[WHAT YOU HAVE TO DO]
Transcribe everything in the pull request description from "Current SGLang only" down to "Some related changes.".

[DOCUMENT PASSAGE]
Support Alibaba-NLP/gte-Qwen2-7B-instruct embedding Model by zhaochenyang20 · Pull Request #1186 · sgl-project/sglang

zhaochenyang20 · 2024-08-22T15:03:31Z

Motivation

Current SGLang only supports the e5-mistral embedding model. I added Alibaba-NLP/gte-Qwen2-7B-instruct model in this PR.

Also, previously SGLang determines a model as an embedding model through its hf_config.architectures. But gte model has the same architecture as CausalLM. So I added a new parameter in the server_args and changed the forward function of Qwen2ForCausalLM.

Modifications

Changed the forward function of Qwen2ForCausalLM.
Added a new parameter is_embedding in server_args.
Some related changes.
Added unit tests for gte models. (both in the generation and embedding tests. I used rouge-L score in the generation tests)
Changed readme.

[MATERIAL SUPPLIED]
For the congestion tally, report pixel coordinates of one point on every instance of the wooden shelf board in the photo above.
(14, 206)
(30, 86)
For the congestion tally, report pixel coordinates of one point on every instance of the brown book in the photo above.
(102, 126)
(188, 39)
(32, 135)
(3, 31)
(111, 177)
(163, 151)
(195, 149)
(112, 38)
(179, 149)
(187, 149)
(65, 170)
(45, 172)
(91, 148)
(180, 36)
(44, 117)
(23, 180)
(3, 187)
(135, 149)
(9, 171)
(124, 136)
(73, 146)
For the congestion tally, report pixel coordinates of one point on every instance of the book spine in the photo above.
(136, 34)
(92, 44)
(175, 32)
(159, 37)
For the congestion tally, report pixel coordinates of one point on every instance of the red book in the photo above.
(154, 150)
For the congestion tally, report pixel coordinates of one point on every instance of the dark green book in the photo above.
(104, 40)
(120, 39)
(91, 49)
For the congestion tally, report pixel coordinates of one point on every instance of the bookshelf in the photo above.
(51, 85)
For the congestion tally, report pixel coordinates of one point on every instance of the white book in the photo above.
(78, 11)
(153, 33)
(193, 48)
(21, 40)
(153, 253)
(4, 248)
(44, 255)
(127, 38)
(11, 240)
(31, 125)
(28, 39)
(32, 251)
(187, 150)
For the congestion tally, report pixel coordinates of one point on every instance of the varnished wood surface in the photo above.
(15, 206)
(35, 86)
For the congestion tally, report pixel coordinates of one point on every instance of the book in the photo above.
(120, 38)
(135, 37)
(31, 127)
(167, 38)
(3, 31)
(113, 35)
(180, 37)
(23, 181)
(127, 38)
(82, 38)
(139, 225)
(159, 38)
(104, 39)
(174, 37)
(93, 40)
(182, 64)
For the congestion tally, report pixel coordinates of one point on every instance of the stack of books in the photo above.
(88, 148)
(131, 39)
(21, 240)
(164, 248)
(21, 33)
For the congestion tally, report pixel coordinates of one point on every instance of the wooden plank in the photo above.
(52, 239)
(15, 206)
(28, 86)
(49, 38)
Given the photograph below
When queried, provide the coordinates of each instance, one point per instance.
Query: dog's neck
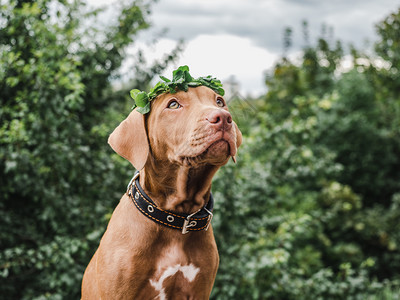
(176, 187)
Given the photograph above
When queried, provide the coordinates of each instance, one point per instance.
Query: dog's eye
(220, 102)
(174, 105)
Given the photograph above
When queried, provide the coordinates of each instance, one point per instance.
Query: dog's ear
(130, 141)
(238, 136)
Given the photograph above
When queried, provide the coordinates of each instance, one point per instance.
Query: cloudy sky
(243, 38)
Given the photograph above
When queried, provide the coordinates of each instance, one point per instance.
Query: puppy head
(186, 128)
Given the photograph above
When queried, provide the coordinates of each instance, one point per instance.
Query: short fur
(177, 151)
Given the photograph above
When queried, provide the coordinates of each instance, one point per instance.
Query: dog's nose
(220, 118)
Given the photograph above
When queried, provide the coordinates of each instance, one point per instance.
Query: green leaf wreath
(181, 81)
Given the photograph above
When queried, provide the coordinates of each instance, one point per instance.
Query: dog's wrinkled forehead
(198, 95)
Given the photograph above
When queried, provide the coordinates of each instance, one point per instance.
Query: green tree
(311, 212)
(58, 184)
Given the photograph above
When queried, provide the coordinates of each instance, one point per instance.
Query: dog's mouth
(216, 153)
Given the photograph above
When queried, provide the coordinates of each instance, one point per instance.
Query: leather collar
(196, 221)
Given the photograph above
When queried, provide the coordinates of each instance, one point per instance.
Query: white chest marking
(189, 272)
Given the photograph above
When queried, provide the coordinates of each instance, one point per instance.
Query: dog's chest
(176, 275)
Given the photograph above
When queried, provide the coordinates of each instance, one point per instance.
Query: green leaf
(134, 93)
(144, 110)
(141, 99)
(165, 79)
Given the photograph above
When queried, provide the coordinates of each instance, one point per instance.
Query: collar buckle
(128, 188)
(188, 223)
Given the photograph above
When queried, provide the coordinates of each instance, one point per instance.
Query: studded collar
(199, 220)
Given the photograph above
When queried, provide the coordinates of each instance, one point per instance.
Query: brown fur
(177, 151)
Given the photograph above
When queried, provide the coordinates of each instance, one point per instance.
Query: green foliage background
(310, 211)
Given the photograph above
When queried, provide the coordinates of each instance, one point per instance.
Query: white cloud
(222, 56)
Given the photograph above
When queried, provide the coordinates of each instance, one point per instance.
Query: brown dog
(178, 148)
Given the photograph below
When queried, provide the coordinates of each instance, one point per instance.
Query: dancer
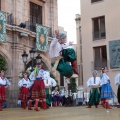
(24, 85)
(106, 89)
(117, 82)
(94, 84)
(61, 56)
(49, 83)
(38, 88)
(4, 83)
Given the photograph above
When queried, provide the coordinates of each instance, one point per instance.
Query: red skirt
(38, 90)
(2, 94)
(23, 94)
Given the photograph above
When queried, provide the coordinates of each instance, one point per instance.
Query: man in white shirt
(94, 83)
(57, 51)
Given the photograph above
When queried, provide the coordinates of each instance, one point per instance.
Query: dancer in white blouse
(94, 84)
(4, 83)
(117, 82)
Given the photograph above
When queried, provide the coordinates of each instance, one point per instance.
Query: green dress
(64, 68)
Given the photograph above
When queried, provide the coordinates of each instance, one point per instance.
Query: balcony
(99, 35)
(98, 64)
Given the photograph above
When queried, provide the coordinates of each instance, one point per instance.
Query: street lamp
(32, 52)
(24, 58)
(38, 58)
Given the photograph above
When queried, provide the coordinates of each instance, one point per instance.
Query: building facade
(100, 28)
(22, 16)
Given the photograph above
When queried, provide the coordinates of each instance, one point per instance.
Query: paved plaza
(61, 113)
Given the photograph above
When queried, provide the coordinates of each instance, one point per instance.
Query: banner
(2, 26)
(41, 38)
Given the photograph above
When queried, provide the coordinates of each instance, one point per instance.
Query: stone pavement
(61, 113)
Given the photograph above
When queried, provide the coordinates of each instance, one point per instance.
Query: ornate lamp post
(24, 58)
(32, 52)
(38, 58)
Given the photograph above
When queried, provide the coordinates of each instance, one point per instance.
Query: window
(92, 1)
(99, 28)
(100, 57)
(35, 16)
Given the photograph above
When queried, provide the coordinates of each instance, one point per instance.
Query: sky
(67, 10)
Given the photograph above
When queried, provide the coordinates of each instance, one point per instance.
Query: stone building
(18, 39)
(99, 23)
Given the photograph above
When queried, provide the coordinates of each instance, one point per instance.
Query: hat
(62, 36)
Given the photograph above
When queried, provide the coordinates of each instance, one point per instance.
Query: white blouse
(39, 75)
(117, 79)
(25, 83)
(92, 82)
(50, 82)
(4, 81)
(105, 79)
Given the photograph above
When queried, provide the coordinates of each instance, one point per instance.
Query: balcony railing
(99, 35)
(98, 64)
(32, 28)
(9, 19)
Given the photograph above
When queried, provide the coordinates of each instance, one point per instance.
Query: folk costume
(94, 84)
(61, 57)
(38, 88)
(3, 83)
(117, 82)
(24, 85)
(106, 90)
(49, 83)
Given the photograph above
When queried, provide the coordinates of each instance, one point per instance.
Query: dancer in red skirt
(38, 88)
(24, 85)
(4, 83)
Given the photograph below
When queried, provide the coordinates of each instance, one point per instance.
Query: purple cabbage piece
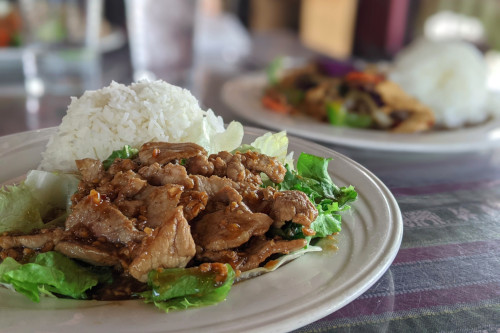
(335, 68)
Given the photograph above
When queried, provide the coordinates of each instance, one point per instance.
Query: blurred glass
(61, 39)
(161, 35)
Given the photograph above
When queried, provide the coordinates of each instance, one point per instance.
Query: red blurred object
(381, 27)
(10, 28)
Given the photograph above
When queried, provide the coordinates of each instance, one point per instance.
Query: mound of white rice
(449, 77)
(107, 119)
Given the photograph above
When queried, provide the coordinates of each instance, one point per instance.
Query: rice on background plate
(104, 120)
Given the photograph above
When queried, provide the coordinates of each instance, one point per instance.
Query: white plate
(297, 294)
(243, 93)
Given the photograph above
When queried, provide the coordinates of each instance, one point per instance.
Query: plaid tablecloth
(446, 276)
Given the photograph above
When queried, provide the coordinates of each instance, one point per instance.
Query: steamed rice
(449, 77)
(107, 119)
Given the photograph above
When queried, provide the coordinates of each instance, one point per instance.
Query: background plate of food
(419, 103)
(300, 292)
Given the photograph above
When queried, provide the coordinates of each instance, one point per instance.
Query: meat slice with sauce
(164, 152)
(229, 228)
(168, 174)
(170, 245)
(88, 253)
(103, 219)
(260, 249)
(161, 201)
(34, 241)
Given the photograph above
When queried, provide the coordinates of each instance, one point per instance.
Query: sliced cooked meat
(103, 219)
(220, 161)
(168, 174)
(128, 183)
(35, 241)
(225, 256)
(170, 245)
(212, 184)
(260, 249)
(200, 165)
(87, 253)
(256, 162)
(92, 170)
(164, 152)
(235, 169)
(227, 194)
(122, 165)
(293, 206)
(160, 202)
(193, 202)
(229, 228)
(129, 208)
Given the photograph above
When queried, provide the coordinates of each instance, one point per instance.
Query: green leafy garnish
(50, 272)
(312, 178)
(182, 288)
(43, 196)
(125, 152)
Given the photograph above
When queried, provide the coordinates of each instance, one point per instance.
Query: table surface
(446, 276)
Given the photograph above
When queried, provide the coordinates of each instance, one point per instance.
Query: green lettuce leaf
(182, 288)
(19, 210)
(125, 152)
(50, 272)
(312, 178)
(43, 196)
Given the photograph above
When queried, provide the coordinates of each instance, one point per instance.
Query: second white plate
(243, 95)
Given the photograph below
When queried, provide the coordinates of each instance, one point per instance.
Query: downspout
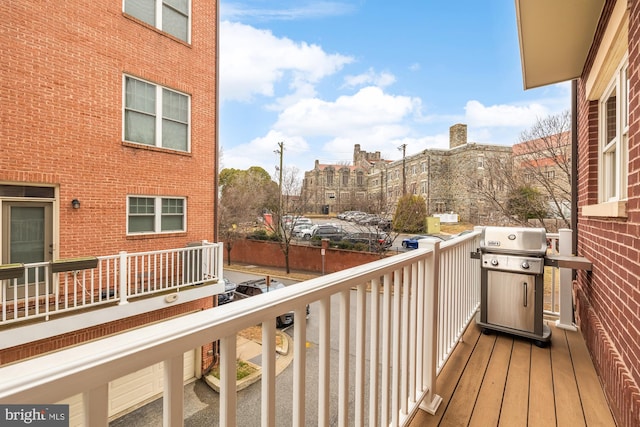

[SOLUTION FOR THIS TASK]
Current SGLang only supports the e5-mistral embedding model. I added Alibaba-NLP/gte-Qwen2-7B-instruct model in this PR.

Also, previously SGLang determines a model as an embedding model through its hf_config.architectures. But gte model has the same architecture as CausalLM. So I added a new parameter in the server_args and changed the forward function of Qwen2ForCausalLM.

Modifications

Changed the forward function of Qwen2ForCausalLM.
Added a new parameter is_embedding in server_args.
Some related changes.